Transcribe the entries exactly as they stand below, passing over any picture.

PROVIDED DATA Block Start

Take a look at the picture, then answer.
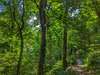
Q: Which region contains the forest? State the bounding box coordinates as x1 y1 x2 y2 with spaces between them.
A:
0 0 100 75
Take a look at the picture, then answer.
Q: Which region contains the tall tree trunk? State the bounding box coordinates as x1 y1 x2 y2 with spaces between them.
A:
38 0 47 75
16 0 25 75
62 0 68 70
63 25 68 70
16 30 23 75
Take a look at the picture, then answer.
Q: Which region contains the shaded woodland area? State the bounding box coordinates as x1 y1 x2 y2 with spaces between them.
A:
0 0 100 75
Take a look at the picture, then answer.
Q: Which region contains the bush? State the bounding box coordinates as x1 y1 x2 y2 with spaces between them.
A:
46 60 78 75
87 51 100 74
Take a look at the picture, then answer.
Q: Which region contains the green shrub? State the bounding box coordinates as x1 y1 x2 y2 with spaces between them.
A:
46 60 78 75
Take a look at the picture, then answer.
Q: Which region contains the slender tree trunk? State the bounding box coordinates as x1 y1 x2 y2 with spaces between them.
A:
16 16 24 75
8 0 24 75
38 0 47 75
16 30 24 75
62 0 68 70
63 25 68 70
16 0 25 75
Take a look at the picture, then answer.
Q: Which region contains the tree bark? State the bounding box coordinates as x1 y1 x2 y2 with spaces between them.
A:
62 0 68 70
38 0 47 75
16 30 24 75
63 25 68 70
16 0 25 75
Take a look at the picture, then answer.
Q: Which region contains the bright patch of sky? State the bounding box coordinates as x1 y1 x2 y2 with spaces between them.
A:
18 0 24 15
68 7 80 18
0 4 5 13
28 16 37 26
27 14 40 31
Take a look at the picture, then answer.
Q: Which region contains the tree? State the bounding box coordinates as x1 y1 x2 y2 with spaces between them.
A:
16 0 25 75
62 4 68 70
37 0 47 75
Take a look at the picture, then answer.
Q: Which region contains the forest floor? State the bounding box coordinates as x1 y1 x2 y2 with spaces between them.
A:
66 65 96 75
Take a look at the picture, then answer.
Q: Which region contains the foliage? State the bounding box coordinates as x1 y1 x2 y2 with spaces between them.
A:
0 0 100 75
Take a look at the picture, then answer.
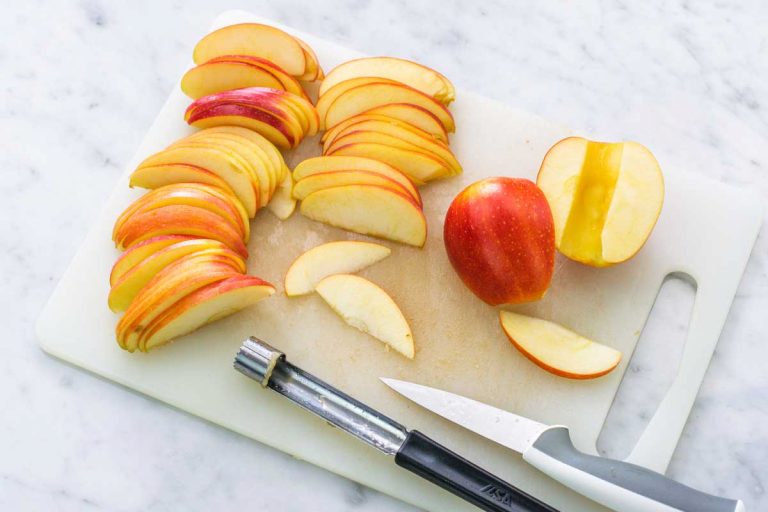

PROVIDED DATA Block End

ANSWER TO THE PROBLEM
Take a look at the picture, then answer.
Q: Which region contains the forest? State the bounding box coordinates as x1 y1 x2 y2 with spaces between them.
A:
0 0 100 75
Take a look at the picture, then answer.
Q: Which region contains the tall tree trunk? State the bounding box coordinates as x1 y1 x2 y2 with spaces between them.
A:
38 0 47 75
16 0 25 75
62 0 68 70
63 25 68 70
16 30 23 75
Take a look at the picture, then answer.
Q: Which region contains the shaded woodland area? State the bounding box coordinates as x1 y1 x2 y2 with spaces between them.
A:
0 0 100 75
Take a look at the picture, then answer.
Q: Which region contains the bush? State the bounding box coordinates as x1 y1 x2 y2 with spaces between them.
A:
46 60 78 75
87 51 100 74
Take a look at the picture, then answer.
Q: Which region contains the green shrub? State the bounding box coordinates as x1 y1 x2 y2 with spaces between them.
A:
46 60 78 75
Take a look at the picture, then answer.
Q: Which region contains the slender tree trunk? State the bounding box coordinates as x1 y1 x2 y2 with spaces between them.
A:
16 16 24 75
8 0 24 75
38 0 47 75
16 30 24 75
62 0 68 70
63 25 68 70
16 0 25 75
Take a look at the picture, then answer.
Q: Which region contains the tree bark? State the bounding box coordinates as x1 y1 x2 y2 with spaces between them.
A:
62 0 68 70
38 0 47 75
16 30 24 75
63 25 68 70
16 0 25 75
Take a look at the picture, then answer.
Q: Which region contains the bright patch of sky? State the bounding box coordinates as x1 y1 x2 y2 with spaces between them.
A:
18 0 24 15
68 7 80 18
0 4 5 13
28 16 37 26
27 14 40 31
Take a look at the picture, then answer.
Q: Which region contains the tree? State the bounding box coordinates as x1 y1 x2 y2 with spaces between them.
A:
16 0 25 75
62 4 68 70
37 0 47 75
Take a look at the picture, then answer.
Q: Which region contains the forest floor? State the bounding box coordinates as x1 y1 x2 y2 with spaces between them.
A:
66 65 96 75
Take a look at the picture, then answer.
Q: Which region contains the foliage? State the bounding box coordinates as x1 y1 x2 y2 with spaces between them.
A:
0 0 100 75
Take a look at the picture, then answer.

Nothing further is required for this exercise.